:: Problem to work on ::
Pull out every line of the items below that includes the word "parachute", and copy each such line.

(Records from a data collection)
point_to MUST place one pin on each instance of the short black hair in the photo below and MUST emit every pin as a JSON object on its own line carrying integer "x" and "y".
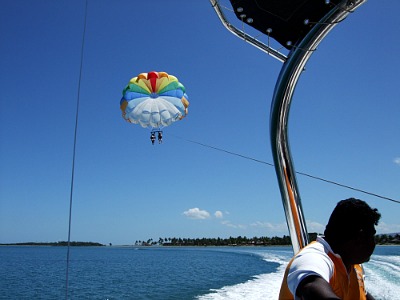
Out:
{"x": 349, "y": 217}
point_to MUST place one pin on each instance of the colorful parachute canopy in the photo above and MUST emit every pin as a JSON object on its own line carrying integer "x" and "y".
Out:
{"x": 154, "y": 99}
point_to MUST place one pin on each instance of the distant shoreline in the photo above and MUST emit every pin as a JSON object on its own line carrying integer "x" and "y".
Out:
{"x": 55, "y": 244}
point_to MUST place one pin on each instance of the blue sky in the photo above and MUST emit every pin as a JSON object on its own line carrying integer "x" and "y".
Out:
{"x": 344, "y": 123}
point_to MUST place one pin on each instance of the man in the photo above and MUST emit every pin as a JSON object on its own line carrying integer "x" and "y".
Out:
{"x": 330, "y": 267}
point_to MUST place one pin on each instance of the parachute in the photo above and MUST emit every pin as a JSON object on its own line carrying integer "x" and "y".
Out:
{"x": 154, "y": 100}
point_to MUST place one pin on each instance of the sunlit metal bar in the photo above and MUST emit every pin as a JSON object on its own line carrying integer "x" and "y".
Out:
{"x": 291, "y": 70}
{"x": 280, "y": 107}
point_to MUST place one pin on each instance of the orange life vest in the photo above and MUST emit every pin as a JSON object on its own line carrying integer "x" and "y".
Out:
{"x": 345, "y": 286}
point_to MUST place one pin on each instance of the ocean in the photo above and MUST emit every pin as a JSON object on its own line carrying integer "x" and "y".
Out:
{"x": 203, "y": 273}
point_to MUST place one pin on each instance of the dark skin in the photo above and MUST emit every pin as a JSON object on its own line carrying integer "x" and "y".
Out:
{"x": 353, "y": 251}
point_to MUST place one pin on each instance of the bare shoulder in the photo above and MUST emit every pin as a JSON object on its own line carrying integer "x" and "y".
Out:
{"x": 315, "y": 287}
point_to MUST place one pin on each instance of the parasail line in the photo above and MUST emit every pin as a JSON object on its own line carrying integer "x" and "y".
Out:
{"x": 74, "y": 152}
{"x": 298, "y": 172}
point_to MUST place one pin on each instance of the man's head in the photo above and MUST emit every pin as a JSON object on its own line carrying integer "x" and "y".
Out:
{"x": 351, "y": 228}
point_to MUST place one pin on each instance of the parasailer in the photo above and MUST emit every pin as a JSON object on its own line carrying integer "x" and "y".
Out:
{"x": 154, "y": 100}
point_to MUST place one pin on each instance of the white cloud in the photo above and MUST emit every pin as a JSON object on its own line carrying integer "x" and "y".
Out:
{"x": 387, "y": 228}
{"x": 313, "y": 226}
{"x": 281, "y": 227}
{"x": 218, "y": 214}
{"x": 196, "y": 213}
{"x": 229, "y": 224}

...

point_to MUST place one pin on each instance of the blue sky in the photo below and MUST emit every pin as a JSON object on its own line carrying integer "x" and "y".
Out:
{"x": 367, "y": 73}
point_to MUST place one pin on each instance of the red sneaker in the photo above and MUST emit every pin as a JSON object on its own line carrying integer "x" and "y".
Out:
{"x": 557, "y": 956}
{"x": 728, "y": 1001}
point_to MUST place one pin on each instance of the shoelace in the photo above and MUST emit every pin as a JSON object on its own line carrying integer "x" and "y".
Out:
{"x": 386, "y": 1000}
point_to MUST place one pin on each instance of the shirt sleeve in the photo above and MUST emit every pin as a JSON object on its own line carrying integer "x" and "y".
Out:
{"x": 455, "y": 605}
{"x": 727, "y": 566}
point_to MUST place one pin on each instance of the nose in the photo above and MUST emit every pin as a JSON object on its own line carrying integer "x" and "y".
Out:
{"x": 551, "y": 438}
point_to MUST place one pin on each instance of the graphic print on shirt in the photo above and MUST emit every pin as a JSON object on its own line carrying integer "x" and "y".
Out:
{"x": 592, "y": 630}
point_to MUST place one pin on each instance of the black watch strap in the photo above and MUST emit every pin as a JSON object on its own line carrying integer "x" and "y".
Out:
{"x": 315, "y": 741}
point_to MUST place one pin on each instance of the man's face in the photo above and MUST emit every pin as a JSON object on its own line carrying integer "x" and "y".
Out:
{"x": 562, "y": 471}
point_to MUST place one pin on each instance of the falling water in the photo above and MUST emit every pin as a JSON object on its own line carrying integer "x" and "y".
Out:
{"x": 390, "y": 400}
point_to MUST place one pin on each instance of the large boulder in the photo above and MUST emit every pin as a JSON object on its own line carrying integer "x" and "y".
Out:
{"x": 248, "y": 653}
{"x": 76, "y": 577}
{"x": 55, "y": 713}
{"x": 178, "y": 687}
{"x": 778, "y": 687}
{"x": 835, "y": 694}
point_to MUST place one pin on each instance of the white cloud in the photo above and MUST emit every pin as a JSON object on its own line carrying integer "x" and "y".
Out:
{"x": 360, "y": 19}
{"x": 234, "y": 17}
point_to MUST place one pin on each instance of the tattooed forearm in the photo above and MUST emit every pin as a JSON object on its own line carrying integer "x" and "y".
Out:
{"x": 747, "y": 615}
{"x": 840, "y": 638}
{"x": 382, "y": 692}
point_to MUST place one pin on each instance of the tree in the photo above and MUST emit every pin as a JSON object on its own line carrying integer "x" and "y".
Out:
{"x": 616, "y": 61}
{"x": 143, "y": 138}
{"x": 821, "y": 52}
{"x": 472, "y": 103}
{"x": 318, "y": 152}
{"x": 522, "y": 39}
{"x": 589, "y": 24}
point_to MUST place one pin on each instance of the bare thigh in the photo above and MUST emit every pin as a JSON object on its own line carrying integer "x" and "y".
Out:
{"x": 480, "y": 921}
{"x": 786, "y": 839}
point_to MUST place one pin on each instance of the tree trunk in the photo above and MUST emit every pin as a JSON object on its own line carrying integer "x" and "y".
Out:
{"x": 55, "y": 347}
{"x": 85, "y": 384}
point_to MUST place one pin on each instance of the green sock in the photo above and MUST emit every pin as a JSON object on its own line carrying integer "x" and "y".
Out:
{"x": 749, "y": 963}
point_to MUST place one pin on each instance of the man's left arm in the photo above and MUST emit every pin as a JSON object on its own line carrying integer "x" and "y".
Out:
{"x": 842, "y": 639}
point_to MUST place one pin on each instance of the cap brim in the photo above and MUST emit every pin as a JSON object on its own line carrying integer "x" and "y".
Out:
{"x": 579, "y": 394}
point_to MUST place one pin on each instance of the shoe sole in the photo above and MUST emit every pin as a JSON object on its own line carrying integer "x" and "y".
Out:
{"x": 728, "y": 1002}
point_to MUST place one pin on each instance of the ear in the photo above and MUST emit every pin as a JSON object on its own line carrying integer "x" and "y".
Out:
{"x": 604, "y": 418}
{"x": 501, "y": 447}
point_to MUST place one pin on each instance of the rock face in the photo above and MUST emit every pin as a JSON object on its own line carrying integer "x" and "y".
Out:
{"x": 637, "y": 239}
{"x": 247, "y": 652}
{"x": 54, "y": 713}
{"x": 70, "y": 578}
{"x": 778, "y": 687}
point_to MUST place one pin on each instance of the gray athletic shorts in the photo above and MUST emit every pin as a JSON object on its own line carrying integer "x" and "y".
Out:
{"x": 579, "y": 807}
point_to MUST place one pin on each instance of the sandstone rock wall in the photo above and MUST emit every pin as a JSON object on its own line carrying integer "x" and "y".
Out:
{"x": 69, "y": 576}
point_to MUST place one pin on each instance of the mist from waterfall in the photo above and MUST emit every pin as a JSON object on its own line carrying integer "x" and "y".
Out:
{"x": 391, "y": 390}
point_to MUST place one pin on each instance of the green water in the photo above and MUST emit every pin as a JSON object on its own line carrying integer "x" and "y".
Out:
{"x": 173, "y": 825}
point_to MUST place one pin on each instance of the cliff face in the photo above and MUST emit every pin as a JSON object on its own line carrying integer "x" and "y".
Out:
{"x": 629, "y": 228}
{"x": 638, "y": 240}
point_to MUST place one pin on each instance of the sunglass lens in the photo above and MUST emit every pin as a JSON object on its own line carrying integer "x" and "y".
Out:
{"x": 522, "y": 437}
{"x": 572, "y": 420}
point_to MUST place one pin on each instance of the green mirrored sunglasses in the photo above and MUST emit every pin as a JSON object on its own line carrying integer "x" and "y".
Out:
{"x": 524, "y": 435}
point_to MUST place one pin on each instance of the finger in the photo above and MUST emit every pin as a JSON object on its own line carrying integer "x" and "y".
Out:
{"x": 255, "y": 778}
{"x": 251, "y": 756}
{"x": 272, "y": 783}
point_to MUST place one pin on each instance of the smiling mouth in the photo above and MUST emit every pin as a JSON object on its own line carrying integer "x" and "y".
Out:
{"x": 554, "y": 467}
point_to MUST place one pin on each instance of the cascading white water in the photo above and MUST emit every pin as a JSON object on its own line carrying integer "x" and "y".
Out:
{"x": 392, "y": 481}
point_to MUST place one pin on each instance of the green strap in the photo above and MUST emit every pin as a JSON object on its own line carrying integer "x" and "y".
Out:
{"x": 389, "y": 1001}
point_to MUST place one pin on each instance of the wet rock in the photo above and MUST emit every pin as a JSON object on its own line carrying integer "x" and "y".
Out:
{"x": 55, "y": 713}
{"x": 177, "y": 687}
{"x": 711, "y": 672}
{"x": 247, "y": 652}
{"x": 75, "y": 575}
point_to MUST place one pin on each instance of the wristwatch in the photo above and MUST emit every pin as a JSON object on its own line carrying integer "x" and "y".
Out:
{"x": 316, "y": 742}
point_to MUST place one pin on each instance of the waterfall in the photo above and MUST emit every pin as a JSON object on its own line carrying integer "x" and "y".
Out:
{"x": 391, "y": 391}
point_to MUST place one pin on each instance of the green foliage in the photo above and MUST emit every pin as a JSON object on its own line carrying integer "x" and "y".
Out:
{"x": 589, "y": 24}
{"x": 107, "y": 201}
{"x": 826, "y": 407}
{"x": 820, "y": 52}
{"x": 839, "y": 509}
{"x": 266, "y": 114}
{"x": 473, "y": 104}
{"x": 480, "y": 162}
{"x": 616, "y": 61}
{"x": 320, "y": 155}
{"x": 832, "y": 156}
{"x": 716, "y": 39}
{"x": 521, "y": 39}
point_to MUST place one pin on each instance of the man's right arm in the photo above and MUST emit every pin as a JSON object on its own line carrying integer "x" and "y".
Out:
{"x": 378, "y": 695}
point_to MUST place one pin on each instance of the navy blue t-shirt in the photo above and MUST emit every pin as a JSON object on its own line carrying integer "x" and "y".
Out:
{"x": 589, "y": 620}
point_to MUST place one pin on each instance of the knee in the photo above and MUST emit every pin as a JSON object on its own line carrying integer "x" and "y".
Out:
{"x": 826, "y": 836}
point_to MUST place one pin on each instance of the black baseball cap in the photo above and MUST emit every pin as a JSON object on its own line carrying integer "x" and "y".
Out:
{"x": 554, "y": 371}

:: Result ::
point_to MUST place one pin on each instance of the colorful parachute canopy in the photo above and MUST emit every pin as a JSON object on its own line carrying integer "x" and "y".
point_to MUST place one pin on each instance of the parachute in the photo above and MUST emit every pin as a JSON object on its own line carrying integer "x" and "y".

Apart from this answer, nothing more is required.